**Supplied information:**

*** Block opens ***

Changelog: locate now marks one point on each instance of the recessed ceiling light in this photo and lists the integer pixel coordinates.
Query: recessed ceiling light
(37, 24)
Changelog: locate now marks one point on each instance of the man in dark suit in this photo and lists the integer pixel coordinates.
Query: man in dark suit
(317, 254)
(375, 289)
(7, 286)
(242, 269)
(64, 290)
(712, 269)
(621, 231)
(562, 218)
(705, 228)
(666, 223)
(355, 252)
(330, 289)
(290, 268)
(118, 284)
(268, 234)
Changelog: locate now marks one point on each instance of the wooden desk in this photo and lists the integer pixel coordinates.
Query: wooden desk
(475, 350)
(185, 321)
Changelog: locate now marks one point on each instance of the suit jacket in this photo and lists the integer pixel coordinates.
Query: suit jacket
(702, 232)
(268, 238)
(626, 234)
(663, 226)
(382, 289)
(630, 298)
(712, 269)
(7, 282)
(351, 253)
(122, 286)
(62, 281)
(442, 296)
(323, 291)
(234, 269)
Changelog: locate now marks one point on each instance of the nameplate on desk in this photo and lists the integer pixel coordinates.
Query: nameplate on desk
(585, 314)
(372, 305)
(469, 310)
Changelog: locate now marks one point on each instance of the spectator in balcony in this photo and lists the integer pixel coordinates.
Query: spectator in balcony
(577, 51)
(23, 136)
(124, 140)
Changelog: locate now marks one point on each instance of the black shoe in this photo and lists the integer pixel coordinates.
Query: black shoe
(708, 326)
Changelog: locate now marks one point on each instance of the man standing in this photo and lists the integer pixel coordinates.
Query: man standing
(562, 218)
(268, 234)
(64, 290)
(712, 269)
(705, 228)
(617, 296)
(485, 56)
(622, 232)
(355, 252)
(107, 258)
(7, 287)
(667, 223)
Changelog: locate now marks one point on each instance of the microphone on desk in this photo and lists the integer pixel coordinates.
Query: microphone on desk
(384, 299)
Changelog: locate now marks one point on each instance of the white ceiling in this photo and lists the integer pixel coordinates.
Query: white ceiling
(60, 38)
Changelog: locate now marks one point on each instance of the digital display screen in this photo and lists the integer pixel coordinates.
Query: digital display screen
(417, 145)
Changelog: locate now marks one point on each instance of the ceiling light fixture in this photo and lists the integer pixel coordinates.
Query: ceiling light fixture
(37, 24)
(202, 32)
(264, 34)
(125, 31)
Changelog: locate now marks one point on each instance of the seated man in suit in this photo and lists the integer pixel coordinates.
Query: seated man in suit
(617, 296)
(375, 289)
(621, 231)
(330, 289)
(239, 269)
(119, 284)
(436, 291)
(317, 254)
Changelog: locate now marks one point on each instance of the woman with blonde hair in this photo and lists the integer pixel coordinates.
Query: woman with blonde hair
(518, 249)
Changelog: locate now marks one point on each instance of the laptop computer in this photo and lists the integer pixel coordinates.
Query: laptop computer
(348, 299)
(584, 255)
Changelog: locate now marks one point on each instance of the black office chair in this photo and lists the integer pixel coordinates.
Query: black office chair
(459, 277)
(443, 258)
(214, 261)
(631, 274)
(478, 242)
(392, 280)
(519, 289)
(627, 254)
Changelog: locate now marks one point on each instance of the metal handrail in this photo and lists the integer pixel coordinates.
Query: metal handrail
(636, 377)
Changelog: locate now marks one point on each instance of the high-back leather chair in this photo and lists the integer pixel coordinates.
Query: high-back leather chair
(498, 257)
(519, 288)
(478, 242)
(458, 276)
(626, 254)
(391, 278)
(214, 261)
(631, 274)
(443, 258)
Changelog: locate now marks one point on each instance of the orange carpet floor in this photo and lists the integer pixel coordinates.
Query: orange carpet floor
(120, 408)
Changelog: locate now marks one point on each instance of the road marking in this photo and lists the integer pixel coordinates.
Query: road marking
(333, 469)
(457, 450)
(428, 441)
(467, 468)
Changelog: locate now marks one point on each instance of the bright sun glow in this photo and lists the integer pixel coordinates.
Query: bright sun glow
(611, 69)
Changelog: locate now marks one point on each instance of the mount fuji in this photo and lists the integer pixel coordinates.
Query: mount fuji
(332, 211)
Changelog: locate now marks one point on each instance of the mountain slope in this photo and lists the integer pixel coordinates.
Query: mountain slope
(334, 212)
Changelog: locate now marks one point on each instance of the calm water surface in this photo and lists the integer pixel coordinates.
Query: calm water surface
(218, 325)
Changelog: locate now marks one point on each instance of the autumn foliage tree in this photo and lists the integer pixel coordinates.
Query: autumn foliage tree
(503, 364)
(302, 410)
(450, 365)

*** Block closes ***

**Task statement:**
All records are to be written out exactly.

**Finished exercise:**
Changelog: locate now marks one point on each instance of the recessed ceiling light in this photo and lists the integer pixel coordinates.
Query: recessed ceiling light
(37, 24)
Changelog: locate now marks one point on each instance of the man in dark suit in this photo and lists the integer pixel coordinates.
Query: man in dark suit
(317, 254)
(375, 289)
(7, 286)
(242, 269)
(64, 290)
(712, 269)
(621, 231)
(562, 218)
(705, 228)
(666, 223)
(355, 252)
(330, 289)
(290, 268)
(118, 284)
(268, 234)
Changelog: locate now marks one point on each instance of the wooden desk in this photo and lists the integer pixel coordinates.
Query: wooden desk
(475, 350)
(185, 321)
Changelog: locate now marks one point on each instance of the suit jacket in this photo and lists the integer pixel coordinates.
Query: suit jacket
(702, 232)
(268, 238)
(626, 234)
(663, 226)
(382, 289)
(630, 298)
(712, 269)
(7, 282)
(351, 253)
(122, 286)
(62, 281)
(442, 296)
(323, 291)
(234, 269)
Changelog: locate now marks one point on each instance of the nameplate on desk in this photo and lists the integer pixel coordinates.
Query: nameplate on desk
(585, 314)
(372, 305)
(469, 310)
Changelog: locate now marks one point on each instance of the spectator in balcony in this photo and lists the integer pixel coordinates.
Query: spectator in balcony
(577, 51)
(23, 136)
(124, 140)
Changelog: locate now marks one point on each instance of the black shoe in this photo and lists the integer pixel coordinates.
Query: black shoe
(708, 326)
Changelog: locate now marks one point on each instance of the man standing in this photo and lists the integer pixel coordinates.
Query: man standing
(562, 218)
(268, 234)
(64, 290)
(712, 269)
(705, 228)
(617, 296)
(485, 56)
(622, 232)
(355, 252)
(107, 258)
(7, 287)
(667, 223)
Changelog: locate now marks one point on each instance of the microphone on desk in this photo and lists the integer pixel coordinates.
Query: microphone on desk
(384, 299)
Changelog: locate now marks one point on each instance of the white ceiling in this photo and lists the integer pixel coordinates.
Query: white ceiling
(60, 38)
Changelog: locate now marks one point on each instance of the digital display screen in this photo and lists the integer pixel coordinates.
Query: digital display screen
(417, 145)
Changelog: locate now marks one point on each instance of the ceiling light fixture in this photo and lists the integer pixel coordinates.
Query: ceiling light fixture
(37, 24)
(202, 32)
(264, 34)
(125, 31)
Changelog: locate now marks one point on each instance of the seated man in suit in this photo and lists the integer pixel coordinates.
Query: seated man in suit
(617, 296)
(375, 289)
(621, 231)
(330, 289)
(239, 269)
(119, 284)
(436, 291)
(317, 254)
Changelog: locate now marks one point on each instance of the woman with blonde hair in this photo and lists the integer pixel coordinates.
Query: woman with blonde hair
(518, 249)
Changelog: locate now marks one point on each instance of the laptop computer in this photo and lists the integer pixel coordinates.
Query: laptop computer
(348, 299)
(584, 255)
Changelog: locate now marks one point on each instance of the black office chair in this photo and lists the integer pixel coordinates.
Query: black office chair
(459, 277)
(443, 258)
(214, 261)
(631, 274)
(478, 242)
(392, 280)
(519, 289)
(627, 254)
Changelog: locate now marks one point on each instance of the metal handrail in this photo and lists the integer pixel coordinates.
Query: metal handrail
(636, 377)
Changelog: locate now marks one point on each instance of the high-back leather chair in this photo and lists the integer pixel coordinates.
Query: high-back leather chair
(498, 257)
(519, 288)
(478, 242)
(458, 276)
(626, 254)
(391, 278)
(214, 261)
(631, 274)
(443, 258)
Changelog: locate now marks one point on each instance of the orange carpet floor in this photo and lists the integer pixel coordinates.
Query: orange carpet floor
(120, 408)
Changelog: locate now marks one point on each instance of the road marking in this photo and lists the integer pixel coordinates.
Query: road marking
(333, 469)
(457, 450)
(428, 441)
(467, 468)
Changelog: locate now marks one point on each instance of the bright sun glow in this photo and lists the integer pixel coordinates.
Query: bright sun glow
(611, 69)
Changelog: locate now marks one point on each instance of the mount fuji in this photo and lists the integer pixel coordinates.
Query: mount fuji
(332, 211)
Changelog: locate now marks one point on each instance of the mountain slope in this photo and lists the integer pixel coordinates.
Query: mountain slope
(334, 212)
Changelog: locate now marks one point on each instance of the calm water surface in this photo and lists the integer pixel coordinates.
Query: calm water surface
(218, 325)
Changelog: locate now marks one point on each instance of the autumn foliage tree in this photo and lists the integer pixel coordinates.
Query: autumn foliage tree
(503, 364)
(302, 410)
(450, 365)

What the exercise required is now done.